(Problem to work on)
The lines to copy are those in the records below that hold the word "target".

[Stored records]
= = = = = = =
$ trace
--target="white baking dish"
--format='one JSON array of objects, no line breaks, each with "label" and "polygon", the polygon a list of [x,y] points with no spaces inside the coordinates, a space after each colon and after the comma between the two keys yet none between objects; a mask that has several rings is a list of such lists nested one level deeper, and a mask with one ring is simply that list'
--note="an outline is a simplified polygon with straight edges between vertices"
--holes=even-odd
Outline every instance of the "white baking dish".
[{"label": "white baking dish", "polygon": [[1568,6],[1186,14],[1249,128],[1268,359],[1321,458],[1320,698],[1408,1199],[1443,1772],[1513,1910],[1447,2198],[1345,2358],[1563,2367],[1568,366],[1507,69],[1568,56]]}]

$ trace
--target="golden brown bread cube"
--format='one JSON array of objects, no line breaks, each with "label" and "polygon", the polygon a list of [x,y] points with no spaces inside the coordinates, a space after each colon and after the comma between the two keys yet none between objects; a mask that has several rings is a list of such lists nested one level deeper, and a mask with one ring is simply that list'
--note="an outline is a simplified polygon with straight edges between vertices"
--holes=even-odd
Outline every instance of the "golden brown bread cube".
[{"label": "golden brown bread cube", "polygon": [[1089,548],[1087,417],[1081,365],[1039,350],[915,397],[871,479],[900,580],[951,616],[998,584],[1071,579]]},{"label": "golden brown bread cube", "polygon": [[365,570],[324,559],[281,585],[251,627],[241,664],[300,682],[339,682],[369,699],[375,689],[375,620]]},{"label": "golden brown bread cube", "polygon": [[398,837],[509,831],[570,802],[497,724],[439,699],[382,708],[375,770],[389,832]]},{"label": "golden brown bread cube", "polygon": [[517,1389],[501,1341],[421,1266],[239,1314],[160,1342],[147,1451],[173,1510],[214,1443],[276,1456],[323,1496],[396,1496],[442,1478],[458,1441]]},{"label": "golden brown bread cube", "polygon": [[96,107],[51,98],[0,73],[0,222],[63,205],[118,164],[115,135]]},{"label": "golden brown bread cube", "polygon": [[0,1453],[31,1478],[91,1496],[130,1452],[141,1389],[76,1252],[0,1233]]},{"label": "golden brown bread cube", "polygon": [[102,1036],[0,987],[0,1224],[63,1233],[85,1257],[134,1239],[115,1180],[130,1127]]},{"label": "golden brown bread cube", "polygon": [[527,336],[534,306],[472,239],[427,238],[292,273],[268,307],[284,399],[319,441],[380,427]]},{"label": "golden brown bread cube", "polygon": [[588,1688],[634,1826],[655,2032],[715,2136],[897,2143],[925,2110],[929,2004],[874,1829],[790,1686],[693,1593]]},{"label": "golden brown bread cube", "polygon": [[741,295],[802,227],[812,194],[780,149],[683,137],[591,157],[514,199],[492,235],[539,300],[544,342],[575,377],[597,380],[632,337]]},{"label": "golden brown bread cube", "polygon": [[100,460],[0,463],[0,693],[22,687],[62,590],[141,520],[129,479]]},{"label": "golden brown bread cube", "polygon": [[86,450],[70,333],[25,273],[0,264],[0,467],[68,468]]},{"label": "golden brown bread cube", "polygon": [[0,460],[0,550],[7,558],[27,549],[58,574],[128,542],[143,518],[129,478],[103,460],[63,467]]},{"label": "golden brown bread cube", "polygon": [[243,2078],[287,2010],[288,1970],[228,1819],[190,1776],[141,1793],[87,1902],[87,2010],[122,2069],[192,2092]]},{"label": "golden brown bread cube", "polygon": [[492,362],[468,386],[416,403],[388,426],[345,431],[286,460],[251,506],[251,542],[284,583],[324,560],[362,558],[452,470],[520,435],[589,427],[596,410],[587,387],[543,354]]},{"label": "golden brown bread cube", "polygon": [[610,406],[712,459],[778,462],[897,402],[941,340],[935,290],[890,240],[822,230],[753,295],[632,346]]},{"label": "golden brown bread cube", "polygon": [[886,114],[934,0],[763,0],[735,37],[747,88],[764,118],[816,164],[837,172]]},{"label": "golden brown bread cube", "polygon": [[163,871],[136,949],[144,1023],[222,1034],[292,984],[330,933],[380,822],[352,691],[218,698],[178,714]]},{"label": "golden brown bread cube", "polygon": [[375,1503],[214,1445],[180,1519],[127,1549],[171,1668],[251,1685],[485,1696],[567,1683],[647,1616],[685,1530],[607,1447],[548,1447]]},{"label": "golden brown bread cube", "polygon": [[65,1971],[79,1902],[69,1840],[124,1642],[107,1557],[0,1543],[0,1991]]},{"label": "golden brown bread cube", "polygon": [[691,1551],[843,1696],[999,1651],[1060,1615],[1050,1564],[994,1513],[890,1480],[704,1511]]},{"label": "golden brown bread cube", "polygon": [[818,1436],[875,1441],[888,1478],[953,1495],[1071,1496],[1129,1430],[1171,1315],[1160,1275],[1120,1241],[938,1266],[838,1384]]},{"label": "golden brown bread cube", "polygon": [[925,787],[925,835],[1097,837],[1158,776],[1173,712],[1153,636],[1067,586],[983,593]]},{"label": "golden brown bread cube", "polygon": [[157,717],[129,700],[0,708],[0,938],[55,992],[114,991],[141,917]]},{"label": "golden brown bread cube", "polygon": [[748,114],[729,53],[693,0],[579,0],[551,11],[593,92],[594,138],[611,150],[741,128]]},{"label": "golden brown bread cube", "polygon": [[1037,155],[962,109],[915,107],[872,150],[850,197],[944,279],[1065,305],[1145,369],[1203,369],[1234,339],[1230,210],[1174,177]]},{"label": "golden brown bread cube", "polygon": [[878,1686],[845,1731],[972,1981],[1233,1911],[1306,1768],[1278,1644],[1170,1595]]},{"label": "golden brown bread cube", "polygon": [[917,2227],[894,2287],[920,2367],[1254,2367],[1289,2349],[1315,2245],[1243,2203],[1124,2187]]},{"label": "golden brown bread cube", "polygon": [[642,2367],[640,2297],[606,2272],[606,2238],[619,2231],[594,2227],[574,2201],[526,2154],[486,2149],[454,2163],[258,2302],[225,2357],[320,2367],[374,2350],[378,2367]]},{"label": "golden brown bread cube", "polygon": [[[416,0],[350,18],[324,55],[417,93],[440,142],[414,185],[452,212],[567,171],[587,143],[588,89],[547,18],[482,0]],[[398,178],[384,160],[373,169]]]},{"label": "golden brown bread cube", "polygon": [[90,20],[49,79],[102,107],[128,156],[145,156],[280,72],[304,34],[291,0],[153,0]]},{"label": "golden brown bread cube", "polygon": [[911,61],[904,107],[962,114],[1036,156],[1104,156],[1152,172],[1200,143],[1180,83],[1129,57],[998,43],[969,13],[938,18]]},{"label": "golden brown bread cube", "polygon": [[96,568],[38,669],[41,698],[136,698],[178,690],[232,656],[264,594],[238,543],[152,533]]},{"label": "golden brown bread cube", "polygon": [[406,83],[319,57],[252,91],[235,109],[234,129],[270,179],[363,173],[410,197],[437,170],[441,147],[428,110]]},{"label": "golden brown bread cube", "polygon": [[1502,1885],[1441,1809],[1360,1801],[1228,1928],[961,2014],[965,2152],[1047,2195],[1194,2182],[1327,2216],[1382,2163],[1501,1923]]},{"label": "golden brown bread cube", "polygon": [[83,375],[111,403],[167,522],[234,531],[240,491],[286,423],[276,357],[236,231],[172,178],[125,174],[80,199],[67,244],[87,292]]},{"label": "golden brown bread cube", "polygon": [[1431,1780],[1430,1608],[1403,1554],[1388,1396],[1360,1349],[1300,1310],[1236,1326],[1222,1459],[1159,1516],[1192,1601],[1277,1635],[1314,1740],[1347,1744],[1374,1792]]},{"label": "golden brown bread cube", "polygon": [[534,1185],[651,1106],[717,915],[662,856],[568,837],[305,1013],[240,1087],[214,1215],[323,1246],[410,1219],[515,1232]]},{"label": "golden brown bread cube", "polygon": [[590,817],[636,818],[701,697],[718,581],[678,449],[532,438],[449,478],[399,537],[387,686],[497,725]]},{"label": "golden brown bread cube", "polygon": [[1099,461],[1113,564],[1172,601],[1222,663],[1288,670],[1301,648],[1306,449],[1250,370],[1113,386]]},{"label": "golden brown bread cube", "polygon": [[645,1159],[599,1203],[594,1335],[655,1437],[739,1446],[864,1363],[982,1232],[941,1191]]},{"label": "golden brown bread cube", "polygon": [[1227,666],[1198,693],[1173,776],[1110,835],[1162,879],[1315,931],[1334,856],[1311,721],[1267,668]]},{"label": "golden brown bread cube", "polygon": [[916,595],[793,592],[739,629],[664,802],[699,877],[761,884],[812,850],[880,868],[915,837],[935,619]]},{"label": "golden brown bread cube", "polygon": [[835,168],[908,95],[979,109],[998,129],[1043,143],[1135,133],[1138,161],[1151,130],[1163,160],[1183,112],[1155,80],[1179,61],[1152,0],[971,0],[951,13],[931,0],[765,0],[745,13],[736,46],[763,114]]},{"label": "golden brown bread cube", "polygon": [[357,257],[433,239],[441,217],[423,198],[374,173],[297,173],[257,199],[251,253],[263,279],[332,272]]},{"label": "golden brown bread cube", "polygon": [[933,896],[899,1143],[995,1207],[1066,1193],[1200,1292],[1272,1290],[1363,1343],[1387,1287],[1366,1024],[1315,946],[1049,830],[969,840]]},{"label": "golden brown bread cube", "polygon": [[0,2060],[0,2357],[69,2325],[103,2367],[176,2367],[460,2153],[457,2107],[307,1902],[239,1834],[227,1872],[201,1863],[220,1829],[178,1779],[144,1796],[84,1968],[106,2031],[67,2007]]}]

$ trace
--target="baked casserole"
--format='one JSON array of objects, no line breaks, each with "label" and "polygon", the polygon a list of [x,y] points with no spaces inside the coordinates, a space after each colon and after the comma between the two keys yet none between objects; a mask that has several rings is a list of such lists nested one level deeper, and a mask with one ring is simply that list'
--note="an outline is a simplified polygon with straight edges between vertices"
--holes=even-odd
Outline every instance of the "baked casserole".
= = = = = = =
(Answer for this exercise)
--target="white baking dish"
--target="golden brown bread cube"
--target="baked casserole"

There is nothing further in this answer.